**DESCRIPTION OF THE TASK**
Rewrite all of the data below as a numbered list, leaving out any blank lines.

**DATA ENTRIES**
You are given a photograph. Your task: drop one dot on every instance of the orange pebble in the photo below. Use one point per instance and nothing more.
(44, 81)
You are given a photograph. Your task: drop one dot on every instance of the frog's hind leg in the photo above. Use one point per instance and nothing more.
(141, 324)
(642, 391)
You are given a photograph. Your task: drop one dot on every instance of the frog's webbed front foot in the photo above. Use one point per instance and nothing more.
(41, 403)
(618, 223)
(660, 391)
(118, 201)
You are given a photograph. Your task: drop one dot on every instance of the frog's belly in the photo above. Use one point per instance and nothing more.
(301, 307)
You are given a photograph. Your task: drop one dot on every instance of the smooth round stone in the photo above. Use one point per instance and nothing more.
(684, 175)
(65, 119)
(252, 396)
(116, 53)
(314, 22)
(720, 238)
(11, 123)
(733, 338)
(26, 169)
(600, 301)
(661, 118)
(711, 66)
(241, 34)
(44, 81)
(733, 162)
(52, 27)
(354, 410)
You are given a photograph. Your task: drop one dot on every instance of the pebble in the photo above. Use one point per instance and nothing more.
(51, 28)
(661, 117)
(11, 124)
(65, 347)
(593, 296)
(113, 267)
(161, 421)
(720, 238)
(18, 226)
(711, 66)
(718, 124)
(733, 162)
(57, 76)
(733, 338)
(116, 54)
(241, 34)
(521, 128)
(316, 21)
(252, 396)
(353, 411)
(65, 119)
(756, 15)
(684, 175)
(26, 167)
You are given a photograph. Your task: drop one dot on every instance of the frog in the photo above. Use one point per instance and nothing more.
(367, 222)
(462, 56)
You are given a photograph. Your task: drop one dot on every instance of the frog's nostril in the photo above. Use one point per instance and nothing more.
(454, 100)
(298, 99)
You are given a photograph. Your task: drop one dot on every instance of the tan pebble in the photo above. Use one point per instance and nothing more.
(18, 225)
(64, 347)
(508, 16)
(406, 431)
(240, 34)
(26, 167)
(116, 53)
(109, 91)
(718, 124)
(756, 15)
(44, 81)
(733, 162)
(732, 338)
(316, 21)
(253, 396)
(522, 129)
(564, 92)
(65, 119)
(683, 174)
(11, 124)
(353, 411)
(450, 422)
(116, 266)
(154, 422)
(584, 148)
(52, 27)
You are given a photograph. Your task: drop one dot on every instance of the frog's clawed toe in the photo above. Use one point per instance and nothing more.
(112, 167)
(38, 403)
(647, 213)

**FINISHED TASK**
1. You are given a photograph. Your task: drop one dot on every instance of the orange pebble in the photo below. Use one point per instance and nothing more.
2. (44, 81)
3. You are given a photograph. Your task: drop one dot on every instance of the frog's hind leg in the photo above. Use one point per instance and nothing more.
4. (141, 324)
5. (642, 391)
6. You are given a photograph. Your task: drop one dot on every instance of the frog's webbed front foot in the photo above. Use one point per instance and nothing more.
7. (41, 403)
8. (618, 223)
9. (660, 391)
10. (118, 201)
11. You are given a photograph. Your task: drop one dot on every instance of the frog's belly in the photo above. Use one point per instance and nothing more.
12. (301, 307)
13. You are given a photograph. Your task: drop one dot on every instance of the smooth round stone in the photo above. Use one point per instance and nothing more.
14. (684, 175)
15. (65, 119)
16. (252, 396)
17. (116, 53)
18. (314, 22)
19. (720, 238)
20. (11, 123)
21. (733, 338)
22. (26, 169)
23. (600, 301)
24. (661, 118)
25. (711, 66)
26. (241, 34)
27. (44, 81)
28. (733, 162)
29. (52, 27)
30. (354, 410)
31. You are given a photograph. Your task: drop one dot on every instance of the pebble in the photo above. Use one point per instance and nothing more.
32. (51, 28)
33. (661, 117)
34. (11, 124)
35. (65, 347)
36. (593, 296)
37. (113, 267)
38. (161, 421)
39. (720, 238)
40. (18, 226)
41. (711, 66)
42. (718, 124)
43. (733, 162)
44. (57, 76)
45. (733, 338)
46. (116, 54)
47. (241, 34)
48. (521, 128)
49. (316, 21)
50. (252, 396)
51. (353, 411)
52. (65, 119)
53. (756, 15)
54. (684, 175)
55. (26, 167)
56. You are given a photograph. Your task: drop one dot on every instance of the frog in the photo above. Use one point per instance and nothing more.
57. (367, 222)
58. (462, 56)
59. You are given a photograph. Your task: drop one dot on every instance of the frog's nostril in the photo above. Use one point per instance and nothing more.
60. (454, 100)
61. (298, 99)
62. You are given a photograph. Your task: drop one dot on every instance of the tan pebble in the photo above. Use one point per instance and nothing more.
63. (18, 225)
64. (64, 347)
65. (508, 16)
66. (406, 431)
67. (240, 34)
68. (26, 167)
69. (116, 53)
70. (109, 91)
71. (718, 124)
72. (756, 15)
73. (44, 81)
74. (733, 162)
75. (732, 338)
76. (316, 21)
77. (253, 396)
78. (522, 129)
79. (564, 92)
80. (65, 119)
81. (683, 174)
82. (11, 124)
83. (353, 411)
84. (450, 422)
85. (116, 266)
86. (154, 422)
87. (584, 148)
88. (52, 27)
89. You are given a photograph. Your task: drop one dot on every instance of the frog's clawed toe in the photo above. Use one point per instance and nothing more.
90. (112, 167)
91. (38, 403)
92. (647, 213)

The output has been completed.